> **Goal**
Reproduce only the lines of the data from the line containing "white sky, each" down to the line containing "pixel 22 197", with "dark suv" swapped for "black SUV" and everything else left the same.

-- Start Task material --

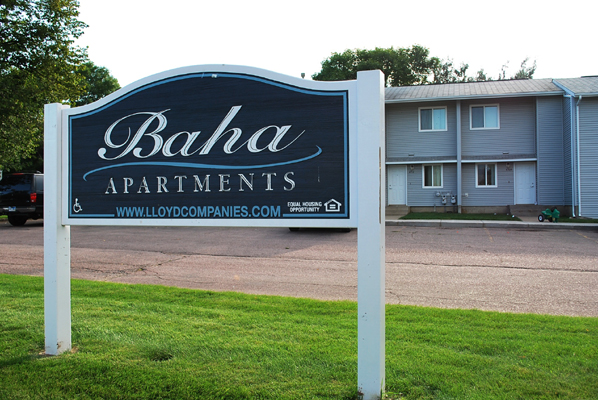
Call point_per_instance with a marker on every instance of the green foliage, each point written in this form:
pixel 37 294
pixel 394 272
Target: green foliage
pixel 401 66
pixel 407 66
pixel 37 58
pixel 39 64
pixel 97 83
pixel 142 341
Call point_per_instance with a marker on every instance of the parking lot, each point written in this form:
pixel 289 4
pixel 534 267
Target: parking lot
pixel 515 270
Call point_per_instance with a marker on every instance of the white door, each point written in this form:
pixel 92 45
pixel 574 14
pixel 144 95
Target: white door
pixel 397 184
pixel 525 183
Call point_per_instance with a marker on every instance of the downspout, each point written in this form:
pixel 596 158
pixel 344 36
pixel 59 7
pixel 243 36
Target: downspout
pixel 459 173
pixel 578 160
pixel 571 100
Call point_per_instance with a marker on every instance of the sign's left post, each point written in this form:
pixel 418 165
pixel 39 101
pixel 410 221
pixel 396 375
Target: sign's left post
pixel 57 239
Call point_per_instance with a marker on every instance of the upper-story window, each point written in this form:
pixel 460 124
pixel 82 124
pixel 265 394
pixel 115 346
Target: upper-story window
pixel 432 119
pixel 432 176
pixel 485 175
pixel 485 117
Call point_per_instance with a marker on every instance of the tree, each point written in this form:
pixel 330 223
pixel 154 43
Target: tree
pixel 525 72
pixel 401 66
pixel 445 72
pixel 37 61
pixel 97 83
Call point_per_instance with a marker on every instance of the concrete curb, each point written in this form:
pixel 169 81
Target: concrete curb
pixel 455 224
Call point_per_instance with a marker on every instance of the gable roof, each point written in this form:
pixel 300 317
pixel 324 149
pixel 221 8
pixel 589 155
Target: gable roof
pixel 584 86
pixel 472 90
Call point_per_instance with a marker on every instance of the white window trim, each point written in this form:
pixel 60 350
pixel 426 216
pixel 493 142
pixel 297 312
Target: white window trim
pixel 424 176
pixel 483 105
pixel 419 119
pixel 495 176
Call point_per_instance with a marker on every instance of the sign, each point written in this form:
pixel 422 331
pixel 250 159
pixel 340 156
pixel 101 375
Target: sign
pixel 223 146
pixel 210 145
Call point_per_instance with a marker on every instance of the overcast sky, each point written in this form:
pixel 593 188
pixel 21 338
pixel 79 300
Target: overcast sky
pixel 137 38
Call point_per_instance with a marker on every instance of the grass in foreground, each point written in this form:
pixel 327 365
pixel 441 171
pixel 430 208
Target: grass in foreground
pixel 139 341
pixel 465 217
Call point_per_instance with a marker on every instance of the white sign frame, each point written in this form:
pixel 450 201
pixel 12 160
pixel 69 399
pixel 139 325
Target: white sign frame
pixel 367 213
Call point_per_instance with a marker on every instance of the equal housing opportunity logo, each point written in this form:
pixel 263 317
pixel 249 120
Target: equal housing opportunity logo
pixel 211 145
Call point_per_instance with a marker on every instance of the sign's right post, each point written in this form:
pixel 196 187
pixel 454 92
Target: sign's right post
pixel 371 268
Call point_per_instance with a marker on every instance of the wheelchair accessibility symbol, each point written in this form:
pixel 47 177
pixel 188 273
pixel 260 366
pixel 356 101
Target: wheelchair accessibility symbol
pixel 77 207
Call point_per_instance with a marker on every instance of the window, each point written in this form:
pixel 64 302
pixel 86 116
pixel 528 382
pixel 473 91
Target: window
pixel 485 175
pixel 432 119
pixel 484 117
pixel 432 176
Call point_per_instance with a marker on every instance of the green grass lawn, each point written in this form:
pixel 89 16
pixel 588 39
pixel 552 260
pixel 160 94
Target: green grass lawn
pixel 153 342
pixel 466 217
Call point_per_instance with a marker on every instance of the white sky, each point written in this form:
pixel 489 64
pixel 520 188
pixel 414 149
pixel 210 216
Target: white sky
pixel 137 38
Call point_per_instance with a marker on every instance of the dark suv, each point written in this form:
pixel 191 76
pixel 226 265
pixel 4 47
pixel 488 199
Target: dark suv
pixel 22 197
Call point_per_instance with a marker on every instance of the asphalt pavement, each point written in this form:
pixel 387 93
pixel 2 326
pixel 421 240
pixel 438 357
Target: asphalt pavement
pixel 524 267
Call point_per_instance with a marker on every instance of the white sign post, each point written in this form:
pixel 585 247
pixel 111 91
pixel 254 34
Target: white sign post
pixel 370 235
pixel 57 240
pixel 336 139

-- End Task material --

> **Output of the task**
Call point_per_instance with a marker on every instance of the white sky, each point written in this form:
pixel 489 64
pixel 520 188
pixel 414 149
pixel 210 216
Target: white sky
pixel 137 38
Call point_per_instance with a marker on every instance of the black SUV, each point written in this form:
pixel 191 76
pixel 226 265
pixel 4 47
pixel 488 199
Target: black SUV
pixel 22 197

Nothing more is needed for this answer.